These fraud attack methods were a big problem 4-5 years ago, but now the industry has adapted. Apple for example suggests you use their Skadnetwork solution they offer in their attribution model and for Android, Google has developed a technique to prevent it by providing a bunch of sophisticated timestamps to identify fraudulent clicks. For example when a click happens and a user is redirected to the play store and clicks on the INSTALL button, but then in between somebody sends a second click the play store services on the device provide two different timestamps. They do this by giving the publisher or the tracking company a timestamp of when the user opens the Play Store and another one for the click on the INSTALL button. Based on this, the company can combine the two timestamps with the ad click timestamp which means fraudsters do not have the option to send a second click in between and manipulate the valid attribution. This means that click spamming, which was common five years ago, no longer works that way.
A word on advertising fraud
In the digital industry, wherever somebody can earn money, there will always be fraud. That's also what the big companies are facing. That's what the smaller ones are facing. As much as the industry has adapted to prevent fraud, there are studies still saying that ad spend fraud exists at the rate of 15-20% so this is still somehow happening, but I think it's getting much smarter. So it's not like there's a stupid script that just executes clicks. I think they have some device farms which are real devices that are not manipulated, and then maybe the scale is a little bit different, but still, still can trick the system somehow if they want.
I think you have to really dedicate resources to prevent advertising fraud. Even as a small publisher, you should take a look at the users you have brought by advertising so you can figure out what's going on. I would really recommend that you employ people skilled in this field.
There are two ways to earn money - in-app purchases (virtual items or subscriptions) or advertising revenue. For the purpose of this article, we will be talking about ad-based revenue.
Most of the big mobile games with lots of traffic are monetized by digital advertising like mobile ads. To do this, you need to set up a complex tech stack to make that happen in a profitable and good way. Here are some insights:
What are popular in-game advertising options?
The main formats that are shown in games are interstitial video, rewarded video, and display banner advertisements.

*Stated problem 1*
Write out the part of the advertising fraud text from "There are two" up to and including "about ad-based revenue.".

*Task inputs*
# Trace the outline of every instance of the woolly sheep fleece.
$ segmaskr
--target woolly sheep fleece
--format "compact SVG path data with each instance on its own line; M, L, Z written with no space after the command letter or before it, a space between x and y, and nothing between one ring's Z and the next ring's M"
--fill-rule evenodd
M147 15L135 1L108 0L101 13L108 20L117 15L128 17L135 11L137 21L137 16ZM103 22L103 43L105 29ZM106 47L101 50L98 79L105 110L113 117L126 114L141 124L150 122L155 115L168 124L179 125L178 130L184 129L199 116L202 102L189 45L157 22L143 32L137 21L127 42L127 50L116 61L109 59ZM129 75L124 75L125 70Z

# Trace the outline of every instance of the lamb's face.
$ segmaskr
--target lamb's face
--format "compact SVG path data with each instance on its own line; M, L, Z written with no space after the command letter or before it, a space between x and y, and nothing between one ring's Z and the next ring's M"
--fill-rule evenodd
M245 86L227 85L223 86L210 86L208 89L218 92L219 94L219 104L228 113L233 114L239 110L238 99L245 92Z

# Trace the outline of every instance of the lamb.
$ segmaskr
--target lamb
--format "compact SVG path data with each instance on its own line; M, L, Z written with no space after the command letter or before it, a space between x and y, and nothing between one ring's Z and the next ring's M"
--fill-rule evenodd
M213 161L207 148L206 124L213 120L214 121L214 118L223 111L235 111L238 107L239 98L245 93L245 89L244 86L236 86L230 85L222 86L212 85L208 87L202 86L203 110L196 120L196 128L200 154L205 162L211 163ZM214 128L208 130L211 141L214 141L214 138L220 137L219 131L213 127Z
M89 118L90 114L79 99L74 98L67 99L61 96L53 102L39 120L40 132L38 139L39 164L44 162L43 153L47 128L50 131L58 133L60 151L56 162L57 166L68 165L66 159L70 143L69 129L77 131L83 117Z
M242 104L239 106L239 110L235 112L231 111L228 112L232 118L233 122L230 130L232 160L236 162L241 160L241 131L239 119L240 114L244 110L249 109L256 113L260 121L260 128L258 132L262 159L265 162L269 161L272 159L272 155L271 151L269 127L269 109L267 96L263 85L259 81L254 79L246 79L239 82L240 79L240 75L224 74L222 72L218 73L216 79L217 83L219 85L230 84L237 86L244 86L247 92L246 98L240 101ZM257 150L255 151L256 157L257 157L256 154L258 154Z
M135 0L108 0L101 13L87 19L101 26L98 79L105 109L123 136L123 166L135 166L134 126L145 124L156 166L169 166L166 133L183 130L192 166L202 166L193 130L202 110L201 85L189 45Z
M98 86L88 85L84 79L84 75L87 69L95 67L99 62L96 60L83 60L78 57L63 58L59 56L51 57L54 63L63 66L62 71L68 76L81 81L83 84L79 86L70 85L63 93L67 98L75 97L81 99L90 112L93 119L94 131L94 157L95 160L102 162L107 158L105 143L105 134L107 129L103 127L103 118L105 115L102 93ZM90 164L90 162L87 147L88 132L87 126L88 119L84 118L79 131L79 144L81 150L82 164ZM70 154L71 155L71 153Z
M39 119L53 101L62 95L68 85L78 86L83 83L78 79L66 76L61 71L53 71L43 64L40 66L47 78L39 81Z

*Stated problem 2*
In the rows, substitute "sheep" for "lamb" and give back only the lines from the line with "# Trace the outline of every instance of the lamb." up to and including the line with "M89 118L90 114L79", with everything else unchanged.

*Task answer 1*
There are two ways to earn money - in-app purchases (virtual items or subscriptions) or advertising revenue. For the purpose of this article, we will be talking about ad-based revenue.

*Task answer 2*
# Trace the outline of every instance of the sheep.
$ segmaskr
--target sheep
--format "compact SVG path data with each instance on its own line; M, L, Z written with no space after the command letter or before it, a space between x and y, and nothing between one ring's Z and the next ring's M"
--fill-rule evenodd
M213 161L207 148L206 124L213 120L214 121L214 118L223 111L235 111L238 107L239 98L245 93L245 89L244 86L236 86L230 85L222 86L212 85L208 87L202 86L203 110L196 120L196 128L200 154L205 162L211 163ZM214 128L208 130L211 141L214 141L214 138L220 137L219 131L213 127Z
M89 118L90 114L79 99L74 98L67 99L61 96L53 102L39 120L40 132L38 139L39 164L44 162L43 153L47 128L50 131L58 133L60 151L56 162L57 166L68 165L66 159L70 143L69 129L77 131L83 117Z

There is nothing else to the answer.